**RECORD EXTRACTS**:
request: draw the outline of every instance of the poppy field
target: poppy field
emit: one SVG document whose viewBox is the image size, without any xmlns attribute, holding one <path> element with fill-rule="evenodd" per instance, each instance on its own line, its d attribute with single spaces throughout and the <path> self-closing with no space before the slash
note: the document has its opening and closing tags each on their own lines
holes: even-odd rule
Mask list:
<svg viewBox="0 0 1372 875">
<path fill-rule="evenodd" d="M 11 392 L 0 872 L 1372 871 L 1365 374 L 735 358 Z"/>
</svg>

**EXERCISE BRIEF**: Rewrite all of the lines above, replacing each occurrence of "poppy field" with "wheat field" and keeping everything else the same.

**TASK ANSWER**:
request: draw the outline of every instance of the wheat field
target: wheat field
emit: one SVG document whose viewBox is the image size, without any xmlns attribute, holding one <path> element with fill-rule="evenodd" per instance, each instance on its own line, its d attribute with single spaces throughout and the <path> self-closing with no space before the slash
note: the document has its opening and closing tags each on their own lines
holes: even-odd rule
Mask list:
<svg viewBox="0 0 1372 875">
<path fill-rule="evenodd" d="M 11 392 L 0 872 L 1372 871 L 1365 374 L 735 358 Z"/>
</svg>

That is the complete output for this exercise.